=== Document passage ===
####################
116 Huntington Avenue

Boston, Massachusetts 02116

(Address of Principal Executive Offices) (Zip Code)

(617) 375-7500

(Registrant’s telephone number, including area code)

Not Applicable

(Former name or former address, if changed since last report)

 

 

Check the appropriate box below if the Form 8-K filing is intended to simultaneously satisfy the filing obligation of the registrant under any of the following provisions (see General Instruction A.2. below):

 

  ¨ Written communications pursuant to Rule 425 under the Securities Act (17 CFR 230.425)

 

  ¨ Soliciting material pursuant to Rule 14a-12 under the Exchange Act (17 CFR 240.14a-12)

 

  ¨ Pre-commencement communications pursuant to Rule 14d-2(b) under the Exchange Act (17 CFR 240.14d-2(b))

 

  ¨ Pre-commencement communications pursuant to Rule 13e-4(c) under the Exchange Act (17 CFR 240.13e-4(c))

 

 

 


Item 1.01. Entry into a Definitive Material Agreement.

Master Agreement

On February 5, 2015, American Tower Corporation (the “Company”), and Verizon Communications, Inc. (“Verizon”), entered into a Master Agreement (the “Master Agreement”) pursuant to which the Company will have the exclusive right to lease, acquire or otherwise operate and manage up to 11,489 Verizon wireless communications sites (the “Sites”) for $5.056 billion in cash at closing (subject to certain conditions and limited adjustments).
####################
=== Records for the task ===
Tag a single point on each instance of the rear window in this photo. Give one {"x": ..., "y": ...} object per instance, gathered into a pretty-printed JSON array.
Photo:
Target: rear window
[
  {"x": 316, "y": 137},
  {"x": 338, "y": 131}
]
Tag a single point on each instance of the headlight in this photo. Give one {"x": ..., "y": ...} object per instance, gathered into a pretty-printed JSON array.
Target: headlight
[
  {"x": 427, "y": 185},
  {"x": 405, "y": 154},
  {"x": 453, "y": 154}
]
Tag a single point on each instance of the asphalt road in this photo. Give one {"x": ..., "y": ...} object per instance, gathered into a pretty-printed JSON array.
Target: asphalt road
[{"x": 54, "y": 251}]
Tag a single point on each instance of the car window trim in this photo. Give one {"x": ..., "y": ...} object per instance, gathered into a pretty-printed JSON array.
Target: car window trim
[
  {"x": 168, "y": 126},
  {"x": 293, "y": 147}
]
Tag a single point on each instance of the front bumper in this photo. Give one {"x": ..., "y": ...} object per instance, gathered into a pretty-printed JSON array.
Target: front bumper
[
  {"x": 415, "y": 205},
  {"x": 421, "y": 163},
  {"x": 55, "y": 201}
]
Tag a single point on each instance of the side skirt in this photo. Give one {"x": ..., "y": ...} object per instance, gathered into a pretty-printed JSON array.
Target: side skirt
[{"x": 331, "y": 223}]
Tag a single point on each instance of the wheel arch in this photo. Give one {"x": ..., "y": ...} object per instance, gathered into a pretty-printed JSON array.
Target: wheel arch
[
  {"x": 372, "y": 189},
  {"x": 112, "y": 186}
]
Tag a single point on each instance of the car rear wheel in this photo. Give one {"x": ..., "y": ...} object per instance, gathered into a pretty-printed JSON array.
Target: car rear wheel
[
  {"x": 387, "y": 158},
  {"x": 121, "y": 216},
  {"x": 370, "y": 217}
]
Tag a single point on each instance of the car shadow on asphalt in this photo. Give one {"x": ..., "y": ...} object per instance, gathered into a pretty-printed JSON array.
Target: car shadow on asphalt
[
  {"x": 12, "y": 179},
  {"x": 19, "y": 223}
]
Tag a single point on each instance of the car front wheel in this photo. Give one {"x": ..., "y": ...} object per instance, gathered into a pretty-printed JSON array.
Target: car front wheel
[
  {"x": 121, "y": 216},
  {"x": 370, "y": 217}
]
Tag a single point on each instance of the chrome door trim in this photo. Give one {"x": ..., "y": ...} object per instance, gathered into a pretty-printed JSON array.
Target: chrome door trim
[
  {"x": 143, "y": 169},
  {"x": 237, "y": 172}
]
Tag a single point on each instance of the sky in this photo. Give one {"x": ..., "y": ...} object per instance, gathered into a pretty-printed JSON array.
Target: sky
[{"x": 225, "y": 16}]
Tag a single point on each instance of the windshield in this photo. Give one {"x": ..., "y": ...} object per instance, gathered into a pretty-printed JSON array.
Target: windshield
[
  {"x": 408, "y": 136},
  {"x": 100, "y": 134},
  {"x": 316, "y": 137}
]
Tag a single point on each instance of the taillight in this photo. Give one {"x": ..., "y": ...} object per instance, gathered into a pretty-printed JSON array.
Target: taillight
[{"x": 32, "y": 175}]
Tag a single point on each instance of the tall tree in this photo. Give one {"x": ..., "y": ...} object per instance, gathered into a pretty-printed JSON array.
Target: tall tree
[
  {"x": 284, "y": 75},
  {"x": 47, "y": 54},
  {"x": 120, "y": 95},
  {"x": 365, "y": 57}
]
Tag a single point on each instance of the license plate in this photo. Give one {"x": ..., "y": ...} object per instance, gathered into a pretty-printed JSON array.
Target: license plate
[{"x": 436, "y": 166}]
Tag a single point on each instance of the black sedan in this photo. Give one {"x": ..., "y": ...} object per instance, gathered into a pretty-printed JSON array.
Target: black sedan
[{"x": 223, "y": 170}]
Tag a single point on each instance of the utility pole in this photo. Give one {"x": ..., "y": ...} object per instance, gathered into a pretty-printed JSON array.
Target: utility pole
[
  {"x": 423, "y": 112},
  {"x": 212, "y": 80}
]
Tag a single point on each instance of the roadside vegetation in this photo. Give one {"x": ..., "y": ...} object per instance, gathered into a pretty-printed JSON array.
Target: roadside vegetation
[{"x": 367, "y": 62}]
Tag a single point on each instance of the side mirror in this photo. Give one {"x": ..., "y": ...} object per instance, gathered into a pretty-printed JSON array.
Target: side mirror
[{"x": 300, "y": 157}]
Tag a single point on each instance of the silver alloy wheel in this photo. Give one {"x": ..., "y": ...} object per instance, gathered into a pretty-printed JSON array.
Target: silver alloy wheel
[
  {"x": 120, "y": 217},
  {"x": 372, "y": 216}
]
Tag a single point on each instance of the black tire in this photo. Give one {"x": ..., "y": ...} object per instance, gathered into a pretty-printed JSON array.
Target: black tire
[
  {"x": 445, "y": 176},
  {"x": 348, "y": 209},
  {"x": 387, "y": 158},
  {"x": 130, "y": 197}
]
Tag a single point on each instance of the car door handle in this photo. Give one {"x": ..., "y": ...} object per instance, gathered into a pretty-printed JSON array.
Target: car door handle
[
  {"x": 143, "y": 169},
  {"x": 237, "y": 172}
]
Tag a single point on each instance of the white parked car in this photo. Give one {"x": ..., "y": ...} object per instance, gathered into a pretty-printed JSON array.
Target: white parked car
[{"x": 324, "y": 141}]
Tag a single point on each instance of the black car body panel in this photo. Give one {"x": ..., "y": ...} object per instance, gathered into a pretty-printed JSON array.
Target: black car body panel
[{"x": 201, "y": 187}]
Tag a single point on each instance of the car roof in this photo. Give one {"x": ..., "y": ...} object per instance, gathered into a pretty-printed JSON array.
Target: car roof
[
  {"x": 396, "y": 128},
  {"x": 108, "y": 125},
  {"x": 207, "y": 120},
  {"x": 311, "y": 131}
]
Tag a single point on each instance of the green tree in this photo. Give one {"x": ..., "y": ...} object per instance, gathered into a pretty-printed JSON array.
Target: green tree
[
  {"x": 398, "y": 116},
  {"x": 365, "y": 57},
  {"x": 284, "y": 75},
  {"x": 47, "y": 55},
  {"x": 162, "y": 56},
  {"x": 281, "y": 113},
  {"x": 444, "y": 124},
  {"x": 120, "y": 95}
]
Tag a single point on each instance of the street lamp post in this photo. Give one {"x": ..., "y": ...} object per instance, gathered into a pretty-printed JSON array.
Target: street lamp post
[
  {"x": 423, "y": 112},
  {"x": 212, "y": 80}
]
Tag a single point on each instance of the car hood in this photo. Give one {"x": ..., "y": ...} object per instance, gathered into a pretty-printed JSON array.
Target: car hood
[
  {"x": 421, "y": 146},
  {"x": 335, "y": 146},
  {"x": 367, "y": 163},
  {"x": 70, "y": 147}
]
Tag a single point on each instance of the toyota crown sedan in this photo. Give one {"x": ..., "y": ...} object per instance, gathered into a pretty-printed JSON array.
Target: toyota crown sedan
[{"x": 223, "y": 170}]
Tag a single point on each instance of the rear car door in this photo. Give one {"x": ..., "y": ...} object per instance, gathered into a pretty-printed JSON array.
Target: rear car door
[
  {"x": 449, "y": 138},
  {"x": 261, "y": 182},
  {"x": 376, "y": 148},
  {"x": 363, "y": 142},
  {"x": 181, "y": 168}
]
####################
=== Actions to take ===
1) Rewrite the Form 8-K passage from "Not Applicable" to "(17 CFR 230.425)", replacing "appropriate box" with "applicable box".
2) Copy out every line of the records that contains the string "bumper", matching case exactly.

=== The results ===
1)
Not Applicable

(Former name or former address, if changed since last report)

 

 

Check the applicable box below if the Form 8-K filing is intended to simultaneously satisfy the filing obligation of the registrant under any of the following provisions (see General Instruction A.2. below):

 

  ¨ Written communications pursuant to Rule 425 under the Securities Act (17 CFR 230.425)

2)
Tag a single point on each instance of the front bumper in this photo. Give one {"x": ..., "y": ...} object per instance, gathered into a pretty-printed JSON array.
Target: front bumper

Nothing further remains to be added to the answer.